Stored records:
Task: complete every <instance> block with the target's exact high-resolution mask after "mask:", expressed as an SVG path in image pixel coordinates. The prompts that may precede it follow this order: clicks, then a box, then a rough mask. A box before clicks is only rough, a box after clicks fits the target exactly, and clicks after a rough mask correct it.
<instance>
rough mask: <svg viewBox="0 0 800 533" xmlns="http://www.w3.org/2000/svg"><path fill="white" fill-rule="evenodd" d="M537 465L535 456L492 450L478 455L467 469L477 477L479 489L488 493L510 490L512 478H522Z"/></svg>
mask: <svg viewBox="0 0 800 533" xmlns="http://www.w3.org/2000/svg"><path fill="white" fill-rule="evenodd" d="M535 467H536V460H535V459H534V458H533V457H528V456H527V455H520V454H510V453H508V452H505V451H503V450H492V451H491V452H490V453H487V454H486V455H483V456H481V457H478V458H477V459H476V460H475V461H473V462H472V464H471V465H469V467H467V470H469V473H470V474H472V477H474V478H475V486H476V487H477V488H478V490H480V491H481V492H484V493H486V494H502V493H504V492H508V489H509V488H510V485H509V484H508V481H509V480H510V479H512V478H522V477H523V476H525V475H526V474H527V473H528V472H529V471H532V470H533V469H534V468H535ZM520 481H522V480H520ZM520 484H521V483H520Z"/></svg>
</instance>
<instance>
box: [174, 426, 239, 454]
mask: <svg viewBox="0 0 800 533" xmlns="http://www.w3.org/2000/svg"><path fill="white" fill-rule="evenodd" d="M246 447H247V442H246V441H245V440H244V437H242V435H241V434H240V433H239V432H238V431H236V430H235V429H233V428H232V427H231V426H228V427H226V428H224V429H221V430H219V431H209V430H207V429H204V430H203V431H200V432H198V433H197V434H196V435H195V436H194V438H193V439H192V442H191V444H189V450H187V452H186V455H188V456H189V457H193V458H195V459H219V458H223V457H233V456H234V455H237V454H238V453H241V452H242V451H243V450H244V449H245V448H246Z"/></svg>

**What is needed**
Please give all the lines above again, exactly as they read.

**Output of the exercise**
Task: complete every <instance> block with the target's exact high-resolution mask after "mask:", expressed as an SVG path in image pixel coordinates. The prompts that may precede it follow this order: clicks, then a box, then a rough mask. A box before clicks is only rough, a box after clicks fits the target exactly, and clicks after a rough mask correct it.
<instance>
rough mask: <svg viewBox="0 0 800 533" xmlns="http://www.w3.org/2000/svg"><path fill="white" fill-rule="evenodd" d="M537 465L535 456L492 450L478 455L467 469L477 477L479 489L488 493L510 490L512 478H522Z"/></svg>
mask: <svg viewBox="0 0 800 533" xmlns="http://www.w3.org/2000/svg"><path fill="white" fill-rule="evenodd" d="M535 467H536V460H535V459H534V458H533V457H528V456H527V455H520V454H510V453H508V452H505V451H503V450H492V451H491V452H490V453H487V454H486V455H483V456H481V457H478V458H477V459H476V460H475V461H473V462H472V464H471V465H469V467H467V470H469V473H470V474H472V477H474V478H475V486H476V487H477V488H478V490H480V491H481V492H484V493H486V494H502V493H504V492H508V489H509V488H510V485H509V484H508V481H509V480H510V479H512V478H522V477H523V476H525V475H526V474H527V473H528V472H529V471H532V470H533V469H534V468H535ZM520 481H522V480H520ZM520 484H521V483H520Z"/></svg>
</instance>
<instance>
box: [174, 426, 239, 454]
mask: <svg viewBox="0 0 800 533" xmlns="http://www.w3.org/2000/svg"><path fill="white" fill-rule="evenodd" d="M246 447H247V442H246V441H245V440H244V437H242V435H241V434H240V433H239V432H238V431H236V430H235V429H233V428H232V427H231V426H228V427H226V428H224V429H221V430H219V431H209V430H207V429H204V430H203V431H200V432H198V433H197V434H196V435H195V436H194V438H193V439H192V442H191V444H189V450H187V452H186V455H188V456H189V457H193V458H195V459H219V458H223V457H233V456H234V455H237V454H238V453H241V452H242V451H243V450H244V449H245V448H246Z"/></svg>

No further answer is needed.